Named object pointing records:
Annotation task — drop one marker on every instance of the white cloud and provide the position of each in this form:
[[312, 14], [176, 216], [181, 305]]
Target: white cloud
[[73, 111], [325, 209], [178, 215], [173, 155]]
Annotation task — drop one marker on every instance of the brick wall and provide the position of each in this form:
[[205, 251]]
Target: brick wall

Task statement: Rewrite the records above with every "marker" swapped for "pin", changing nothing else.

Reply:
Annotation task — drop one pin on every instance of the white cloud and provide the position of each in this form:
[[312, 14], [176, 216], [181, 305]]
Target: white cloud
[[73, 111], [325, 209], [178, 215], [173, 155]]
Annotation task — drop one pin on every instance of the brick wall and provide the position of each in this form:
[[205, 251]]
Target: brick wall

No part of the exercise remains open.